* [TASK INSTRUCTIONS]
Verbatim repeat, images excluded. Give each entry again as written.

(Items from a data source)
↓

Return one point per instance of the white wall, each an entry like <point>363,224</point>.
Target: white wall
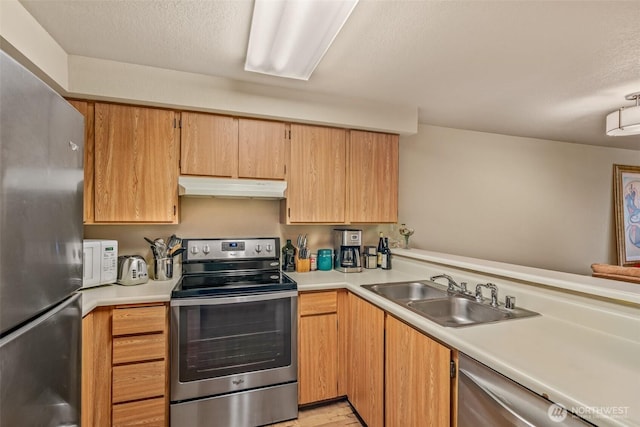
<point>525,201</point>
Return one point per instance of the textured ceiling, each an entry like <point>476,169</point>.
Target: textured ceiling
<point>544,69</point>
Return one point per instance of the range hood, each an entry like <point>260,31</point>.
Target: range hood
<point>231,187</point>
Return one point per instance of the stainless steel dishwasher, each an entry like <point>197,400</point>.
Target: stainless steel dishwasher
<point>487,398</point>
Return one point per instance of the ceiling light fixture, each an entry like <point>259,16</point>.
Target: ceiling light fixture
<point>289,37</point>
<point>626,120</point>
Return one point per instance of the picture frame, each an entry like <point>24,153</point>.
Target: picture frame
<point>626,201</point>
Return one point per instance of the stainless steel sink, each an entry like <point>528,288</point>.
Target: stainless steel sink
<point>407,291</point>
<point>456,311</point>
<point>449,309</point>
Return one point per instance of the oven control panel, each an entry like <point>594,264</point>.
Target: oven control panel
<point>222,249</point>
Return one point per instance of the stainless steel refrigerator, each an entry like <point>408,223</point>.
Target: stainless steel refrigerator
<point>41,182</point>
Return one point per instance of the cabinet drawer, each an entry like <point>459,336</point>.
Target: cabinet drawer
<point>318,303</point>
<point>138,381</point>
<point>147,413</point>
<point>138,320</point>
<point>139,348</point>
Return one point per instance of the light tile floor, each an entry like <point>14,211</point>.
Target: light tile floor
<point>330,415</point>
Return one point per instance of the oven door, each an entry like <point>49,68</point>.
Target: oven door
<point>227,344</point>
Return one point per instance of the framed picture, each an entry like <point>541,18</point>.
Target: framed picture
<point>626,199</point>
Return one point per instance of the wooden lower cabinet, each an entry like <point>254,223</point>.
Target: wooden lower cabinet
<point>365,368</point>
<point>145,413</point>
<point>392,374</point>
<point>317,347</point>
<point>125,366</point>
<point>417,369</point>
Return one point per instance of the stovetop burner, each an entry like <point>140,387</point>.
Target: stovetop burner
<point>220,267</point>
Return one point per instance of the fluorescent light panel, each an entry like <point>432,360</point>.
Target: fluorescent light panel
<point>289,37</point>
<point>625,121</point>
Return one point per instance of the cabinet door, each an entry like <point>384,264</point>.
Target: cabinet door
<point>365,386</point>
<point>209,145</point>
<point>136,164</point>
<point>86,109</point>
<point>318,358</point>
<point>96,368</point>
<point>417,378</point>
<point>373,177</point>
<point>261,148</point>
<point>316,183</point>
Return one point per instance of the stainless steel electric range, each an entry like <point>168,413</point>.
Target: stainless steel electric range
<point>233,335</point>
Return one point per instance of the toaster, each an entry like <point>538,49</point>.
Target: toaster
<point>132,270</point>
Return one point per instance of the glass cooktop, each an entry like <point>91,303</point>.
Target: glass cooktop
<point>232,283</point>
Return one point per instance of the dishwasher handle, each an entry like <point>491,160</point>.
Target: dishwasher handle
<point>489,398</point>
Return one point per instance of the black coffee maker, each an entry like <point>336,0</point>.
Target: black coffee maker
<point>347,244</point>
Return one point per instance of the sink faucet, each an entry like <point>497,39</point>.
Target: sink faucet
<point>494,293</point>
<point>462,287</point>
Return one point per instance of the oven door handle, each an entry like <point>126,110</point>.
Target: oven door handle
<point>212,300</point>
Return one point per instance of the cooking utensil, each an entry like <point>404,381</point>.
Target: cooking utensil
<point>132,270</point>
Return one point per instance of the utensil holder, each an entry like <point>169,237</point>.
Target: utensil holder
<point>163,268</point>
<point>303,265</point>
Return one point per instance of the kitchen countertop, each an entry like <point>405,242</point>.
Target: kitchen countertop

↑

* [EXPECTED ANSWER]
Return one point per instance of the white wall, each an entry like <point>363,224</point>.
Target: white wall
<point>525,201</point>
Return one point per instance of the textured ceiling, each an entry like <point>476,169</point>.
Target: textured ceiling
<point>544,69</point>
Return one point per instance of the range hood, each an entry like <point>260,31</point>.
Target: range hood
<point>231,187</point>
Return one point per instance of the stainless steel dishwasher, each an entry like <point>197,400</point>.
Target: stainless steel dishwasher
<point>487,398</point>
Return one point per instance of the ceiling light fixture, each an entry like <point>259,16</point>.
Target: ceiling light fixture
<point>289,37</point>
<point>626,120</point>
Return one point per instance of the picture frame, each an entry like <point>24,153</point>.
Target: picture frame
<point>626,201</point>
Return one point per instance of the stainless steel sink, each an entry like <point>528,288</point>.
Target: stainless steel sink
<point>407,291</point>
<point>456,311</point>
<point>449,309</point>
Return one point per instance of the oven control panel, each an entry like <point>594,264</point>.
Target: oven control panel
<point>222,249</point>
Return one point per instance of the stainless steel refrigerator, each an entry like <point>408,223</point>.
Target: stainless steel refrigerator
<point>41,182</point>
Return one point per instance of the cabinet drawer, each an entry like <point>459,336</point>.
Target: cabinet drawer
<point>318,303</point>
<point>138,381</point>
<point>147,413</point>
<point>138,320</point>
<point>139,348</point>
Return one point per instance of the light tile floor, each an entry like <point>14,211</point>.
Target: light tile floor
<point>330,415</point>
Return one point per instance of the oven door, each an entry like <point>49,68</point>.
Target: oven door
<point>227,344</point>
Return one point per instance of the framed picture, each an entry like <point>541,18</point>.
Target: framed picture
<point>626,199</point>
Return one point per instance of the wooden lower cabinet, each an entry like <point>254,223</point>.
Target: wooden lower cabinet
<point>365,368</point>
<point>145,413</point>
<point>392,374</point>
<point>317,347</point>
<point>125,366</point>
<point>417,369</point>
Return one point per instance of the stovetop burner, each an entry like <point>140,387</point>.
Target: stovetop burner
<point>220,267</point>
Return one point per instance of the fluorescent light panel, each an entry like <point>432,360</point>.
Target: fluorescent light panel
<point>289,37</point>
<point>625,121</point>
Return one point per instance of the cabinet door, each an entry like <point>384,264</point>.
Target: cabinet door
<point>365,386</point>
<point>209,145</point>
<point>136,164</point>
<point>86,109</point>
<point>318,358</point>
<point>96,368</point>
<point>417,378</point>
<point>373,177</point>
<point>261,148</point>
<point>316,183</point>
Return one point per instance of the stainless steel electric range, each an entry like <point>168,413</point>.
Target: stainless steel electric range
<point>233,335</point>
Return one point per instance of the toaster, each an entry like <point>538,49</point>.
Target: toaster
<point>132,270</point>
Return one point per instance of the glass cooktop, each an entry like <point>91,303</point>.
Target: glass cooktop
<point>232,283</point>
Return one point per instance of the dishwasher handle, each an entry like <point>491,160</point>.
Target: dishwasher handle
<point>489,398</point>
Return one point per instance of the black coffee maker, each an entry like <point>336,0</point>.
Target: black coffee maker
<point>347,244</point>
Return one point per instance of the sink faucet, each an entry like <point>497,39</point>.
Target: sink faucet
<point>494,293</point>
<point>462,287</point>
Return one point per instance of the oven door handle, each an entry like <point>126,110</point>.
Target: oven door handle
<point>212,300</point>
Return one point per instance of the cooking utensil, each an entry like <point>404,381</point>.
Target: cooking utensil
<point>132,270</point>
Return one point per instance of the utensil holder, each an entry like <point>169,237</point>.
Target: utensil holder
<point>163,268</point>
<point>303,265</point>
Return one point per instance of the kitchen countertop, each an entry like <point>405,242</point>.
Target: kitchen countertop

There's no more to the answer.